EXERCISE INPUT:
[start]

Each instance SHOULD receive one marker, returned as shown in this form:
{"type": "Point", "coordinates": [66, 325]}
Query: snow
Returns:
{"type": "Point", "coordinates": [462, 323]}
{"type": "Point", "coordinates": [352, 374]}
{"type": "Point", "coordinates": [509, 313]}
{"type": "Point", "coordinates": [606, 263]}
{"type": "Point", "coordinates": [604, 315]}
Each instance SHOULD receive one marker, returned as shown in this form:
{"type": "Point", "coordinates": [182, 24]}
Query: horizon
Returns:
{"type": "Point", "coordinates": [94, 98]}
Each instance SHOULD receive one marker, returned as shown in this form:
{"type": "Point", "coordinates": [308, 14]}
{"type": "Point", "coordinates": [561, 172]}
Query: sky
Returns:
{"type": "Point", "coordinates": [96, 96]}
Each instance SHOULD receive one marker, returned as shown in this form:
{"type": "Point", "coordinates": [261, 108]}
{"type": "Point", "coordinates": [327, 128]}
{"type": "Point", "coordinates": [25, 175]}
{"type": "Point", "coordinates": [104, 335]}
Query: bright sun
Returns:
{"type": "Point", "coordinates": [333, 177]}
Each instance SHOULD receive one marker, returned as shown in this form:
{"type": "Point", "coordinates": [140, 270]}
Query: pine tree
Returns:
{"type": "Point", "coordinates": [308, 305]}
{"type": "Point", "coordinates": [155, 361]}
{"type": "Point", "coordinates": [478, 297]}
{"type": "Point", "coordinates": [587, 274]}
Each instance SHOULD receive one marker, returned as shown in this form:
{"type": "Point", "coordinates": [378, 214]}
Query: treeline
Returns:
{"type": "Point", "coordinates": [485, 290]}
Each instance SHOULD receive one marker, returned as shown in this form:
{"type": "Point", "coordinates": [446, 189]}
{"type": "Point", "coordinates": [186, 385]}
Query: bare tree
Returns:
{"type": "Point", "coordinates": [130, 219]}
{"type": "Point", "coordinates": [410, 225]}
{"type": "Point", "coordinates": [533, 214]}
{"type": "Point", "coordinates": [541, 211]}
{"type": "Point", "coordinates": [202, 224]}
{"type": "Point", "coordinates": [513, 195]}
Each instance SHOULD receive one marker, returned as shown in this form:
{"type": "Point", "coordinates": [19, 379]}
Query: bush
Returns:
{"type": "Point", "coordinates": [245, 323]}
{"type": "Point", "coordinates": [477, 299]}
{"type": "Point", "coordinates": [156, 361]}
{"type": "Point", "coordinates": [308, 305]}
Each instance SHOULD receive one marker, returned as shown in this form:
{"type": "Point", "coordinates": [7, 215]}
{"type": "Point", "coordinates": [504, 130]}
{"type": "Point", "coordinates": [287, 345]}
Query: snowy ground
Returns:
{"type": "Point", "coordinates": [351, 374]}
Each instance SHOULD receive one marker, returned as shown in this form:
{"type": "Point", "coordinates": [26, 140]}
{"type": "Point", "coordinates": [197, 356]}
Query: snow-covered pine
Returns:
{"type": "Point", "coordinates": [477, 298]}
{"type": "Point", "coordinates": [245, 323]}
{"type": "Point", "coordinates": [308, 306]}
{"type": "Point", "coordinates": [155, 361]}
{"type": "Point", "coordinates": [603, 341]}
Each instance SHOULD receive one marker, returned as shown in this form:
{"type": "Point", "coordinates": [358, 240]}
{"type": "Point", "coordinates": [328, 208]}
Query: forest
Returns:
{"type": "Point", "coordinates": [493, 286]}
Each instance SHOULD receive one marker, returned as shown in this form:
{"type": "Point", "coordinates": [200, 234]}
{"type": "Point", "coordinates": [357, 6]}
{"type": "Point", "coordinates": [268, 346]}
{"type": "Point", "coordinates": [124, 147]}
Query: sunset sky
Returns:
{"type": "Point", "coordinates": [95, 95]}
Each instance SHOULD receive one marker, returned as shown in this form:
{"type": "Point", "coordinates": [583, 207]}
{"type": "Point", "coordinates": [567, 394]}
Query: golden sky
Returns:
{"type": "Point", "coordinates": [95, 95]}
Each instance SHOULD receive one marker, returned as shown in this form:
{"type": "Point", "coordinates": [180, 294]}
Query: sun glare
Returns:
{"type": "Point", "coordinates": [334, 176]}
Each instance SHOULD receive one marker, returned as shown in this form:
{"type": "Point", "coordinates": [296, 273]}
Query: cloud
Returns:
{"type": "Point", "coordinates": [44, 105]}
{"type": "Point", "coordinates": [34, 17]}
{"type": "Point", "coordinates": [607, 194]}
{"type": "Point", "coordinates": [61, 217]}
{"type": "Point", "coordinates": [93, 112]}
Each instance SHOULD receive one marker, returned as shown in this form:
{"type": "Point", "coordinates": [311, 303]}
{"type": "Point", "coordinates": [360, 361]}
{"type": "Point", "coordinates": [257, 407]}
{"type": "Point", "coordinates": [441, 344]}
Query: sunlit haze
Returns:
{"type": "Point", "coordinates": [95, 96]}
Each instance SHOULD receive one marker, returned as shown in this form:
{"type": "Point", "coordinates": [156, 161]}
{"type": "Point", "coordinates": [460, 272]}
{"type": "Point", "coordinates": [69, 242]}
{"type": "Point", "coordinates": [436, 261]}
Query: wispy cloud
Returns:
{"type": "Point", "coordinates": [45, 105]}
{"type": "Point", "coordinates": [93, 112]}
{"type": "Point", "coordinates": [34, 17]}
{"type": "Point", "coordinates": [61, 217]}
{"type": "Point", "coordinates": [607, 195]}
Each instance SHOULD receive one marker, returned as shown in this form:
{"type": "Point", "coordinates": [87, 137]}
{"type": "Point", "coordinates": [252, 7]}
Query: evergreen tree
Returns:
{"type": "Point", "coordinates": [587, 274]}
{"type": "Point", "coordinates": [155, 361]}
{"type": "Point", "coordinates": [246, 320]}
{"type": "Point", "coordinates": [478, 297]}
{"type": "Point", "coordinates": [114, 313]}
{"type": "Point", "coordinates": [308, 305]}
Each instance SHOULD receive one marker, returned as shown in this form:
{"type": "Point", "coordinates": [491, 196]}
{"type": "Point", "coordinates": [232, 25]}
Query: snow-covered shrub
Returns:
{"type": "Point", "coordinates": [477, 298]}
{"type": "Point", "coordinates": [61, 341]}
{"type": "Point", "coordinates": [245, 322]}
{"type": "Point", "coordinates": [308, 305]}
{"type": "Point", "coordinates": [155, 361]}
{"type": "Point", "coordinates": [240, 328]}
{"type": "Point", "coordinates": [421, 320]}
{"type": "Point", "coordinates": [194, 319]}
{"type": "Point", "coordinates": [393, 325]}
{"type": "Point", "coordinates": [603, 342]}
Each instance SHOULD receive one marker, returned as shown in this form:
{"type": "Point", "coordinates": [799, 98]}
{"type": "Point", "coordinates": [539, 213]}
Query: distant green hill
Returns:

[end]

INSTRUCTIONS TO FOLLOW:
Set down all of the entries exactly, please.

EXERCISE RESULT:
Each instance SHOULD receive one marker, returned as shown in this form:
{"type": "Point", "coordinates": [66, 325]}
Query: snow
Returns:
{"type": "Point", "coordinates": [462, 323]}
{"type": "Point", "coordinates": [352, 374]}
{"type": "Point", "coordinates": [509, 313]}
{"type": "Point", "coordinates": [606, 263]}
{"type": "Point", "coordinates": [604, 315]}
Each instance SHOULD receive one marker, returned as shown in this form:
{"type": "Point", "coordinates": [182, 24]}
Query: horizon
Returns:
{"type": "Point", "coordinates": [94, 98]}
Each instance SHOULD receive one marker, returned as shown in this form:
{"type": "Point", "coordinates": [308, 14]}
{"type": "Point", "coordinates": [561, 172]}
Query: sky
Returns:
{"type": "Point", "coordinates": [96, 96]}
Each instance SHOULD receive one marker, returned as shown in this form:
{"type": "Point", "coordinates": [261, 108]}
{"type": "Point", "coordinates": [327, 128]}
{"type": "Point", "coordinates": [25, 175]}
{"type": "Point", "coordinates": [104, 335]}
Query: bright sun
Returns:
{"type": "Point", "coordinates": [333, 177]}
Each instance SHOULD receive one marker, returned as shown in this form:
{"type": "Point", "coordinates": [140, 270]}
Query: pine tree
Returns:
{"type": "Point", "coordinates": [308, 305]}
{"type": "Point", "coordinates": [155, 361]}
{"type": "Point", "coordinates": [478, 297]}
{"type": "Point", "coordinates": [587, 274]}
Each instance SHOULD receive one marker, returned as shown in this form:
{"type": "Point", "coordinates": [378, 214]}
Query: treeline
Returns:
{"type": "Point", "coordinates": [485, 290]}
Each instance SHOULD receive one marker, returned as shown in this form:
{"type": "Point", "coordinates": [446, 189]}
{"type": "Point", "coordinates": [186, 385]}
Query: bare tree
Returns:
{"type": "Point", "coordinates": [130, 219]}
{"type": "Point", "coordinates": [410, 225]}
{"type": "Point", "coordinates": [533, 214]}
{"type": "Point", "coordinates": [541, 211]}
{"type": "Point", "coordinates": [202, 224]}
{"type": "Point", "coordinates": [513, 195]}
Each instance SHOULD receive one marker, returned as shown in this form:
{"type": "Point", "coordinates": [19, 379]}
Query: bush
Returns:
{"type": "Point", "coordinates": [245, 323]}
{"type": "Point", "coordinates": [477, 299]}
{"type": "Point", "coordinates": [156, 361]}
{"type": "Point", "coordinates": [308, 305]}
Each instance SHOULD receive one marker, returned as shown in this form:
{"type": "Point", "coordinates": [7, 215]}
{"type": "Point", "coordinates": [504, 130]}
{"type": "Point", "coordinates": [287, 345]}
Query: snowy ground
Returns:
{"type": "Point", "coordinates": [351, 374]}
Each instance SHOULD receive one marker, returned as shown in this form:
{"type": "Point", "coordinates": [26, 140]}
{"type": "Point", "coordinates": [197, 356]}
Query: snow-covered pine
Returns:
{"type": "Point", "coordinates": [477, 298]}
{"type": "Point", "coordinates": [245, 323]}
{"type": "Point", "coordinates": [308, 306]}
{"type": "Point", "coordinates": [155, 361]}
{"type": "Point", "coordinates": [603, 341]}
Each instance SHOULD receive one marker, returned as shown in this form:
{"type": "Point", "coordinates": [358, 240]}
{"type": "Point", "coordinates": [328, 208]}
Query: forest
Returns:
{"type": "Point", "coordinates": [493, 286]}
Each instance SHOULD receive one marker, returned as shown in this form:
{"type": "Point", "coordinates": [200, 234]}
{"type": "Point", "coordinates": [357, 6]}
{"type": "Point", "coordinates": [268, 346]}
{"type": "Point", "coordinates": [124, 147]}
Query: sunset sky
Returns:
{"type": "Point", "coordinates": [95, 95]}
Each instance SHOULD receive one marker, returned as shown in this form:
{"type": "Point", "coordinates": [583, 207]}
{"type": "Point", "coordinates": [567, 394]}
Query: golden sky
Returns:
{"type": "Point", "coordinates": [95, 95]}
Each instance SHOULD receive one marker, returned as shown in this form:
{"type": "Point", "coordinates": [180, 294]}
Query: sun glare
Returns:
{"type": "Point", "coordinates": [334, 176]}
Each instance SHOULD receive one marker, returned as shown in this form:
{"type": "Point", "coordinates": [296, 273]}
Query: cloud
Returns:
{"type": "Point", "coordinates": [44, 105]}
{"type": "Point", "coordinates": [34, 17]}
{"type": "Point", "coordinates": [607, 194]}
{"type": "Point", "coordinates": [61, 217]}
{"type": "Point", "coordinates": [93, 112]}
Each instance SHOULD receive one marker, returned as shown in this form:
{"type": "Point", "coordinates": [311, 303]}
{"type": "Point", "coordinates": [360, 361]}
{"type": "Point", "coordinates": [257, 407]}
{"type": "Point", "coordinates": [441, 344]}
Query: sunlit haze
Returns:
{"type": "Point", "coordinates": [95, 96]}
Each instance SHOULD receive one marker, returned as shown in this form:
{"type": "Point", "coordinates": [156, 161]}
{"type": "Point", "coordinates": [460, 272]}
{"type": "Point", "coordinates": [69, 242]}
{"type": "Point", "coordinates": [436, 261]}
Query: wispy cloud
Returns:
{"type": "Point", "coordinates": [45, 105]}
{"type": "Point", "coordinates": [93, 112]}
{"type": "Point", "coordinates": [34, 17]}
{"type": "Point", "coordinates": [61, 217]}
{"type": "Point", "coordinates": [607, 195]}
Each instance SHOULD receive one marker, returned as shown in this form:
{"type": "Point", "coordinates": [87, 137]}
{"type": "Point", "coordinates": [252, 7]}
Query: evergreen tree
Returns:
{"type": "Point", "coordinates": [587, 274]}
{"type": "Point", "coordinates": [155, 361]}
{"type": "Point", "coordinates": [246, 320]}
{"type": "Point", "coordinates": [478, 297]}
{"type": "Point", "coordinates": [114, 313]}
{"type": "Point", "coordinates": [308, 305]}
Each instance SHOULD receive one marker, returned as shown in this form:
{"type": "Point", "coordinates": [491, 196]}
{"type": "Point", "coordinates": [232, 25]}
Query: snow-covered shrub
Returns:
{"type": "Point", "coordinates": [477, 298]}
{"type": "Point", "coordinates": [61, 341]}
{"type": "Point", "coordinates": [245, 322]}
{"type": "Point", "coordinates": [308, 305]}
{"type": "Point", "coordinates": [155, 361]}
{"type": "Point", "coordinates": [240, 328]}
{"type": "Point", "coordinates": [421, 320]}
{"type": "Point", "coordinates": [194, 319]}
{"type": "Point", "coordinates": [393, 325]}
{"type": "Point", "coordinates": [603, 342]}
Each instance SHOULD receive one marker, returned as shown in this form:
{"type": "Point", "coordinates": [799, 98]}
{"type": "Point", "coordinates": [539, 213]}
Query: distant green hill
Returns:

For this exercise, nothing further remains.